EXTRACTED INFORMATION Block Start
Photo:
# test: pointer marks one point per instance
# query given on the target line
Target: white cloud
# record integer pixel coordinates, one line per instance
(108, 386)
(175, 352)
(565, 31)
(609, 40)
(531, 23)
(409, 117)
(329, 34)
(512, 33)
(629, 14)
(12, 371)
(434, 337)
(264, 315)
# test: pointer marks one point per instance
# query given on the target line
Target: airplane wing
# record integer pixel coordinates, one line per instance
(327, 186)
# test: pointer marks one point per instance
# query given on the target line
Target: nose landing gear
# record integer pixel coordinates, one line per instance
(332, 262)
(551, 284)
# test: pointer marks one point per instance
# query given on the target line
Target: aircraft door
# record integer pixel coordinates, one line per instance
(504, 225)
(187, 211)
EXTRACTED INFORMATION Block End
EXTRACTED INFORMATION Block Start
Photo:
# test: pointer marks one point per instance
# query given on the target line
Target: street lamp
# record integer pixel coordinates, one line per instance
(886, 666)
EXTRACTED INFORMATION Block End
• [ASSIGNMENT]:
The lines above starting at the one that contains "Target: nose landing gear" and ending at the one that contains "Target: aircraft door" must be transcribed exactly, and no other lines may appear.

• [RESULT OF THE TASK]:
Target: nose landing gear
# record integer pixel coordinates, one line per instance
(332, 262)
(551, 284)
# test: pointer marks one point per instance
# query given on the target line
Target: aircraft door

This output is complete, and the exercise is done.